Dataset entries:
[start]
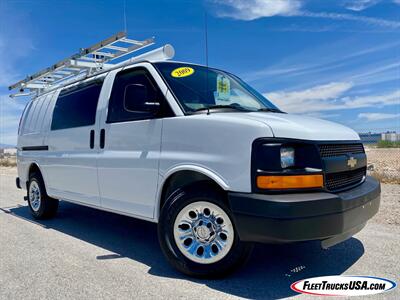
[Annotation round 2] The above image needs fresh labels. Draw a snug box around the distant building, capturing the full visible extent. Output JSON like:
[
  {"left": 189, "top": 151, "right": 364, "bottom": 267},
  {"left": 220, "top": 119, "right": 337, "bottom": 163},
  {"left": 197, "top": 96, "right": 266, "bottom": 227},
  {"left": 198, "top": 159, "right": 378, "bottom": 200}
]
[
  {"left": 381, "top": 132, "right": 400, "bottom": 142},
  {"left": 1, "top": 148, "right": 17, "bottom": 156},
  {"left": 358, "top": 132, "right": 382, "bottom": 144}
]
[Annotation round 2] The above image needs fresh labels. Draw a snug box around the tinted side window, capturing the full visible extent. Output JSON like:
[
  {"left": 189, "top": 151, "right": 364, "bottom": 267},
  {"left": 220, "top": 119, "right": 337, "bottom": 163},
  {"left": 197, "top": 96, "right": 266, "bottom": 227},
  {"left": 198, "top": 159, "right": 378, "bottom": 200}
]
[
  {"left": 107, "top": 68, "right": 163, "bottom": 123},
  {"left": 51, "top": 82, "right": 101, "bottom": 130}
]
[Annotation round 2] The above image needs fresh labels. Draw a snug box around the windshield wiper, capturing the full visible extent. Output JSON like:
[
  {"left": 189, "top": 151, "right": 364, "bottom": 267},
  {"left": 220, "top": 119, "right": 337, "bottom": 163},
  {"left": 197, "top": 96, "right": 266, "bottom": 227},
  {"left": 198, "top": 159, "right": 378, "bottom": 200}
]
[
  {"left": 194, "top": 104, "right": 249, "bottom": 114},
  {"left": 257, "top": 107, "right": 284, "bottom": 113}
]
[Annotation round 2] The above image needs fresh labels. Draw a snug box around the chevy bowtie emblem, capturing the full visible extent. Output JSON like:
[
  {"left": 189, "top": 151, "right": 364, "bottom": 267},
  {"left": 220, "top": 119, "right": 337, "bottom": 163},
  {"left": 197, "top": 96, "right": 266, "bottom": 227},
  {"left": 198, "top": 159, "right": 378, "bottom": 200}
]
[{"left": 347, "top": 157, "right": 357, "bottom": 168}]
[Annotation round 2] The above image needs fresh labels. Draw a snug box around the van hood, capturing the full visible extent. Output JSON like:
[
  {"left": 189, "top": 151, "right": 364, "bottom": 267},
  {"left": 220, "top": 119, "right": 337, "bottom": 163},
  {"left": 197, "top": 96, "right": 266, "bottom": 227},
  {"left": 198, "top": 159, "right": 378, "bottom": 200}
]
[{"left": 203, "top": 112, "right": 360, "bottom": 141}]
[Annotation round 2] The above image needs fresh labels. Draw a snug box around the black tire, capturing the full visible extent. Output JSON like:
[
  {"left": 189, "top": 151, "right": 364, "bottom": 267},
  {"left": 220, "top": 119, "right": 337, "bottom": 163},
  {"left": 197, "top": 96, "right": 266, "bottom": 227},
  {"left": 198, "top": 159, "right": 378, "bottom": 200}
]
[
  {"left": 158, "top": 183, "right": 253, "bottom": 278},
  {"left": 28, "top": 172, "right": 58, "bottom": 219}
]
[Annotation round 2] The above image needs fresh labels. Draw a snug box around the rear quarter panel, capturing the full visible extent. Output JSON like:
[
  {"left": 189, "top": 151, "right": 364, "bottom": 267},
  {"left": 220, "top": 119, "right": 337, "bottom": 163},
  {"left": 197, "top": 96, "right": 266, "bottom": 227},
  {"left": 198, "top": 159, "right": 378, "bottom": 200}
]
[{"left": 160, "top": 113, "right": 272, "bottom": 192}]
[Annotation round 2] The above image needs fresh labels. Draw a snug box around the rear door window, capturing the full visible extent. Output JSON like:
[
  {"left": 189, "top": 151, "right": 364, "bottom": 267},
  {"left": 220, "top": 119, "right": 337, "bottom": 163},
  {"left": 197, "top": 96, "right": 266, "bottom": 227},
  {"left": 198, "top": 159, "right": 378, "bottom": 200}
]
[
  {"left": 107, "top": 67, "right": 164, "bottom": 123},
  {"left": 51, "top": 80, "right": 102, "bottom": 130}
]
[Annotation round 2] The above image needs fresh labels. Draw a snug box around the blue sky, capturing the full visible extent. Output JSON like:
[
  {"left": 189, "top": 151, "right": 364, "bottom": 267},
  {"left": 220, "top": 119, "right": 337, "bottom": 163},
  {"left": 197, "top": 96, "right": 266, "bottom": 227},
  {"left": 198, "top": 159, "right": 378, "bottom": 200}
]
[{"left": 0, "top": 0, "right": 400, "bottom": 144}]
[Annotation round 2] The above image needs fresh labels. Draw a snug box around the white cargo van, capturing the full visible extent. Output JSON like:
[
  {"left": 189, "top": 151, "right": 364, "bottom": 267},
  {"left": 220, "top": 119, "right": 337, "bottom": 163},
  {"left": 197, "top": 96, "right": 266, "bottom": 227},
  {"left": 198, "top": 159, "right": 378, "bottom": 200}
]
[{"left": 9, "top": 32, "right": 380, "bottom": 276}]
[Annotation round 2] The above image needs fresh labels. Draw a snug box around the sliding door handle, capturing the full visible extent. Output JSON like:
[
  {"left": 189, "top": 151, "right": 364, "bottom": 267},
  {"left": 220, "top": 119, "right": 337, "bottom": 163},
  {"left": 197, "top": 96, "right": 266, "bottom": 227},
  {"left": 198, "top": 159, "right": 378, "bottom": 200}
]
[
  {"left": 100, "top": 129, "right": 106, "bottom": 149},
  {"left": 90, "top": 130, "right": 94, "bottom": 149}
]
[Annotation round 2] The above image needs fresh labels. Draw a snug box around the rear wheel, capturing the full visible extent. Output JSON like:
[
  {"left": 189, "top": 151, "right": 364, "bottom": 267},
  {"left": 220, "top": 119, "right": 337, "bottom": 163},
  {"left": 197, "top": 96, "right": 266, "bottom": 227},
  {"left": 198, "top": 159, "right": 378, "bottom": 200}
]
[
  {"left": 28, "top": 172, "right": 58, "bottom": 219},
  {"left": 158, "top": 185, "right": 252, "bottom": 277}
]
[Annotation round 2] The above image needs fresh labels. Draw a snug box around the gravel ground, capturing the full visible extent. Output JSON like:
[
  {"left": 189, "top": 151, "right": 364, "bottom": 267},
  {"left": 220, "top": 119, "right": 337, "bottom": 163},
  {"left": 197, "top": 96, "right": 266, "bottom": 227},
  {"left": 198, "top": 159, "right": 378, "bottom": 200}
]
[{"left": 0, "top": 168, "right": 400, "bottom": 299}]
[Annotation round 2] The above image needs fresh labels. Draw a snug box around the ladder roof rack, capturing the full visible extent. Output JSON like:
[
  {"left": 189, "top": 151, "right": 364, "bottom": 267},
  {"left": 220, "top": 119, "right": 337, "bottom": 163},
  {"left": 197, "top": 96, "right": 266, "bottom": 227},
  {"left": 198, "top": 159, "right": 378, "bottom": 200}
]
[{"left": 8, "top": 32, "right": 174, "bottom": 97}]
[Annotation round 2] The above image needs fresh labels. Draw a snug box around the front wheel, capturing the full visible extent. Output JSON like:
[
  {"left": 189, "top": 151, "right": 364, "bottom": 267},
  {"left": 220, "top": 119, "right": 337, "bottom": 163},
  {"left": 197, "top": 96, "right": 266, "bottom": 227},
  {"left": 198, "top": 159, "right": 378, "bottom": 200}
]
[{"left": 158, "top": 185, "right": 252, "bottom": 277}]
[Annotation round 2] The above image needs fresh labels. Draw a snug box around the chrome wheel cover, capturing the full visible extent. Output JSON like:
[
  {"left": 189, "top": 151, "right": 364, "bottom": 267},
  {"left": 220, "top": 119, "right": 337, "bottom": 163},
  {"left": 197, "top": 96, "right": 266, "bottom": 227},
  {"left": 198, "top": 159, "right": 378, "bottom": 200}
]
[
  {"left": 174, "top": 201, "right": 235, "bottom": 264},
  {"left": 29, "top": 181, "right": 41, "bottom": 212}
]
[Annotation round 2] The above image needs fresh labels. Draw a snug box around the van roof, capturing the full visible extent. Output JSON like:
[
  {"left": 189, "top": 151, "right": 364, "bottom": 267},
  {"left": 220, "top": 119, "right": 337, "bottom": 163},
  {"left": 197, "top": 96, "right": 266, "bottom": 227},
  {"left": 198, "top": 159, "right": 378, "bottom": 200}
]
[{"left": 9, "top": 32, "right": 175, "bottom": 98}]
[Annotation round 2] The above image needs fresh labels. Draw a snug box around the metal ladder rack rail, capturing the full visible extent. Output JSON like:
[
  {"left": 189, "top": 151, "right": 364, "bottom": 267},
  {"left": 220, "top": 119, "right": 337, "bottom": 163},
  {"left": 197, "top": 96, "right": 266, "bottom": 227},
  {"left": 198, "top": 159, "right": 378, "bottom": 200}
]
[{"left": 8, "top": 32, "right": 154, "bottom": 97}]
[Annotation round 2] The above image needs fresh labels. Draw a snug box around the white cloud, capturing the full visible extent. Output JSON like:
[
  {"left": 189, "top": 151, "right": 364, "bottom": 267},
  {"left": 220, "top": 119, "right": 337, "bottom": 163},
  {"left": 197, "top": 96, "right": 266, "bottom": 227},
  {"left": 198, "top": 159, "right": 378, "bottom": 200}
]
[
  {"left": 215, "top": 0, "right": 301, "bottom": 21},
  {"left": 213, "top": 0, "right": 400, "bottom": 28},
  {"left": 264, "top": 82, "right": 400, "bottom": 114},
  {"left": 345, "top": 0, "right": 380, "bottom": 11},
  {"left": 300, "top": 11, "right": 400, "bottom": 28},
  {"left": 358, "top": 113, "right": 400, "bottom": 121}
]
[end]
Which lines of the records above contain the word "window"? Pick out each one and copy it.

[Annotation round 2] The above image needs fresh labels. Draw a snug box around the tinted side window, capturing the full visible extent. Output JSON like:
[Annotation round 2] The above image needs fresh labels. Draw a snug box around the rear door window, capturing the full visible extent. Output JSON like:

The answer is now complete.